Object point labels
###

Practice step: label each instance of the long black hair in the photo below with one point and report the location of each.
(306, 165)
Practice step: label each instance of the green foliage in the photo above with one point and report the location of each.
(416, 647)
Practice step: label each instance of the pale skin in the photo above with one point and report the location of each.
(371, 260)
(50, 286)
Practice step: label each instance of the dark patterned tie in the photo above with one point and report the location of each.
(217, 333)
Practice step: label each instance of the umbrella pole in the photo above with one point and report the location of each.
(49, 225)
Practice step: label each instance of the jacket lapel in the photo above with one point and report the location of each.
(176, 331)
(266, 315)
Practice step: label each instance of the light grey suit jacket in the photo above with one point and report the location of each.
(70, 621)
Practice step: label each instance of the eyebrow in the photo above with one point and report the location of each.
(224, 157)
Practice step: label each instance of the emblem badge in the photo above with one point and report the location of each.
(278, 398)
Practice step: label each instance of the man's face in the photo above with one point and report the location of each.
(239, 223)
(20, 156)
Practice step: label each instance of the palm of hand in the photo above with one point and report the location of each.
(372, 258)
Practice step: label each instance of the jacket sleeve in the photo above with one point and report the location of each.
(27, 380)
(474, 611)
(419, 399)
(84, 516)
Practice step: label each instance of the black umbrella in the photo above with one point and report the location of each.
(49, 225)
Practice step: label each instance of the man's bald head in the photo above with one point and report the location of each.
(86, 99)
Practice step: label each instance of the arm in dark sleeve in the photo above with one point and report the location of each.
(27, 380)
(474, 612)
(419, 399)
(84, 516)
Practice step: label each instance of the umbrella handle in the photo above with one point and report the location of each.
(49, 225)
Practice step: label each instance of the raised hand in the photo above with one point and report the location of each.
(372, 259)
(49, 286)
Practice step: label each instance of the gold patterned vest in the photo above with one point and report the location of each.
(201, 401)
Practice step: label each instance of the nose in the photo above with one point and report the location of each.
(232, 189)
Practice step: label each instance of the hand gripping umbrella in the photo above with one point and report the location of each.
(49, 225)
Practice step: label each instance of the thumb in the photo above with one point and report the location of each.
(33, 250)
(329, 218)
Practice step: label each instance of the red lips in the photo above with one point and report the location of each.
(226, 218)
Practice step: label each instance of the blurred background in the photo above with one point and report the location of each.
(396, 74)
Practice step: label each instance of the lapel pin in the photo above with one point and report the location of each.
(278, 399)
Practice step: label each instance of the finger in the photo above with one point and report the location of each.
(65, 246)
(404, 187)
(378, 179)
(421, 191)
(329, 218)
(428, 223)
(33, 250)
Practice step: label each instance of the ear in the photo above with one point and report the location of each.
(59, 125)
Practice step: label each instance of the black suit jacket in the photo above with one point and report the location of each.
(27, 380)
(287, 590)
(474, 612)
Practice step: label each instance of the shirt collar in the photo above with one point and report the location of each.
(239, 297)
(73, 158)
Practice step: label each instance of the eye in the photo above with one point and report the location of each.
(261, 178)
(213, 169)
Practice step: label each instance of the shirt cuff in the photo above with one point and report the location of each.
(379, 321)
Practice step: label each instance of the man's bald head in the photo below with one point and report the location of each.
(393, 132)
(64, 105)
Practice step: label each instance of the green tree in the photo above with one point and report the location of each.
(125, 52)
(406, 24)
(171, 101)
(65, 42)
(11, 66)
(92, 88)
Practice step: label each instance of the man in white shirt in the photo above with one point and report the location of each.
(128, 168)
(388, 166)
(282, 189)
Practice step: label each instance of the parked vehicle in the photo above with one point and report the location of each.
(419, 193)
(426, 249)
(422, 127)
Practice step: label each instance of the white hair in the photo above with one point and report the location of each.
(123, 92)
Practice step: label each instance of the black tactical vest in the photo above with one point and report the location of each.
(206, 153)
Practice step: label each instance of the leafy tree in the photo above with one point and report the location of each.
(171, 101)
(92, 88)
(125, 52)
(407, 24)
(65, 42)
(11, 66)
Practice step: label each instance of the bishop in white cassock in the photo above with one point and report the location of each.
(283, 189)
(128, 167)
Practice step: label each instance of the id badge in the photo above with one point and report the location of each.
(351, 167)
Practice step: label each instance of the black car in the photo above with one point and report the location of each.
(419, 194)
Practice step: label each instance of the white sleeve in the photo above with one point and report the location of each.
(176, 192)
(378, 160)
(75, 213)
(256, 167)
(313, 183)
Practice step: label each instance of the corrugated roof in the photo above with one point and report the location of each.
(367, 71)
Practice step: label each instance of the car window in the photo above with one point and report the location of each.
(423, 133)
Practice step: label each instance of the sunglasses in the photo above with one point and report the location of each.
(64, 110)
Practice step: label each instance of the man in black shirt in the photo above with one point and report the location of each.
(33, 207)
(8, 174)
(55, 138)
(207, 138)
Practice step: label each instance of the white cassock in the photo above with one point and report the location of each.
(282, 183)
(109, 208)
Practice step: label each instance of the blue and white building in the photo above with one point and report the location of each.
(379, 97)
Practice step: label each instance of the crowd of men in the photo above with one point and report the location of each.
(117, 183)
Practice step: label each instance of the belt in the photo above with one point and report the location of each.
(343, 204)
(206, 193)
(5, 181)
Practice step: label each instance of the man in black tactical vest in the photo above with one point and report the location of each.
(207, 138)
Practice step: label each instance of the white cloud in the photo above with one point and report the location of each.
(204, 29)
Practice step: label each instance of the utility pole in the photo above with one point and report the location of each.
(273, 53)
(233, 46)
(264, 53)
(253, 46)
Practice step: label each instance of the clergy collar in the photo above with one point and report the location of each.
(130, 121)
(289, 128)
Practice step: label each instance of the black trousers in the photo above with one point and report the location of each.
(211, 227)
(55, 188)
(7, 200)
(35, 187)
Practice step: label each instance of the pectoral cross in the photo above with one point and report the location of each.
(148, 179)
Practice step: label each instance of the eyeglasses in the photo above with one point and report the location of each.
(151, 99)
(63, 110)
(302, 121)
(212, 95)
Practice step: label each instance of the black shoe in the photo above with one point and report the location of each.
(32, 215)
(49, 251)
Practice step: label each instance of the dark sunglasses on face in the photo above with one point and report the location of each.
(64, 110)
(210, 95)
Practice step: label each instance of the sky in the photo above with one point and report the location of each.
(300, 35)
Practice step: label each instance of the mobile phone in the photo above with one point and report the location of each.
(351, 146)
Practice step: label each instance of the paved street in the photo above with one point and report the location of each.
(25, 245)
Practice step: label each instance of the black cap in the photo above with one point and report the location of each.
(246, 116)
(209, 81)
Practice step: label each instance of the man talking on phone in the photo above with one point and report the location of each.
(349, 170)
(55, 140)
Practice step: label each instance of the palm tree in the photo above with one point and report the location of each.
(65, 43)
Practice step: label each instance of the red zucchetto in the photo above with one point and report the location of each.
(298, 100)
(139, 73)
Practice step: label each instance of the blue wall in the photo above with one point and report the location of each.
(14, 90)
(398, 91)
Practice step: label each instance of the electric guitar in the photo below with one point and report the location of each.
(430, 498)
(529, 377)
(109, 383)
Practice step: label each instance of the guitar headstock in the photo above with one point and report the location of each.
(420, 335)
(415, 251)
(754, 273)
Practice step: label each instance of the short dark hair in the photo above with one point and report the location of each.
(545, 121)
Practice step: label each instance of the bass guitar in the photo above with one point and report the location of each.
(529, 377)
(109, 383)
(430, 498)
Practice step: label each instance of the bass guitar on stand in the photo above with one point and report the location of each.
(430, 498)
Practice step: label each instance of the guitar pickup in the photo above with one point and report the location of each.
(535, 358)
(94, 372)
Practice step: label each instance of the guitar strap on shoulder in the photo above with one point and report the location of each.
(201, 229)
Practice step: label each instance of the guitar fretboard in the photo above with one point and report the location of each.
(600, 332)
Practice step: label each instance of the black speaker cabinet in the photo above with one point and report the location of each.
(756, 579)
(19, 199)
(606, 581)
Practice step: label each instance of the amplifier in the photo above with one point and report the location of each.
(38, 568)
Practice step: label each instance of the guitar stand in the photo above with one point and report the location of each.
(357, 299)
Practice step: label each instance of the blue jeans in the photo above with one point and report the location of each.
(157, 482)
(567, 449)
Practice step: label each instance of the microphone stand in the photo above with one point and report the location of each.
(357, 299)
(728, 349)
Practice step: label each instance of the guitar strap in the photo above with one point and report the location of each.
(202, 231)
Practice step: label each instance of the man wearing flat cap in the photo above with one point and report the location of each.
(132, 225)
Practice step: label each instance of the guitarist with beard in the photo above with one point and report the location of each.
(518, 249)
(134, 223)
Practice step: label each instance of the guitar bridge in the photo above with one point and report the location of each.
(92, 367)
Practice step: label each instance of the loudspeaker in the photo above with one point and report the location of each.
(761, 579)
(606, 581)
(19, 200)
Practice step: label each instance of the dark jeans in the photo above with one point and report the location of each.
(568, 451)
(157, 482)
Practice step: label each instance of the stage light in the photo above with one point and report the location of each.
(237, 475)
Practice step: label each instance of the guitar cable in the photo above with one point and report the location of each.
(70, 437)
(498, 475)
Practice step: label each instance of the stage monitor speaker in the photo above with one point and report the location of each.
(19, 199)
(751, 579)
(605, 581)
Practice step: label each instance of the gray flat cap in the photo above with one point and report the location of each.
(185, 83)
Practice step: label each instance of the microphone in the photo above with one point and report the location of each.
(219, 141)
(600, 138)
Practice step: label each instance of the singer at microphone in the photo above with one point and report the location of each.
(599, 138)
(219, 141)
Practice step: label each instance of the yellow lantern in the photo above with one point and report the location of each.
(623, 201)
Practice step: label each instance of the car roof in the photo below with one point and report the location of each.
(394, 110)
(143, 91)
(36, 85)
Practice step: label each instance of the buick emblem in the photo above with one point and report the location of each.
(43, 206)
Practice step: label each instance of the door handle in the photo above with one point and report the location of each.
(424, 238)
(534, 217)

###

- Task: Repeat, without changes, every line from the one that contains "Practice step: label each instance of the dark jeans" through the final line of the data.

- Task result:
Practice step: label each instance of the dark jeans in the photo above with one point and report the location of each.
(568, 451)
(157, 482)
Practice step: label each instance of the stage light in the photo above with one point and report the location of each.
(237, 475)
Practice step: label each instance of the guitar cable in the photo above with one point and report the location of each.
(70, 437)
(498, 475)
Practice step: label each instance of the stage monitor speaker in the photo above with one point and report the location of each.
(19, 199)
(751, 579)
(605, 581)
Practice step: label each instance of the gray flat cap in the photo above with one point and report the location of each.
(185, 83)
Practice step: label each instance of the microphone in the photo above with one point and report the location of each.
(219, 141)
(600, 138)
Practice step: label each instance of the singer at microphone in the photo above with one point and report the location of each.
(599, 138)
(219, 141)
Practice step: label each instance of the yellow lantern in the photo above with one point and report the location of each.
(623, 201)
Practice step: label each instance of the car roof in the photo below with one point and report the location of each.
(394, 110)
(143, 91)
(36, 85)
Practice step: label each instance of the buick emblem in the photo above with one point and report the location of each.
(43, 206)
Practice step: label each instance of the door handle in the photo above with one point and report the location of each.
(424, 238)
(534, 217)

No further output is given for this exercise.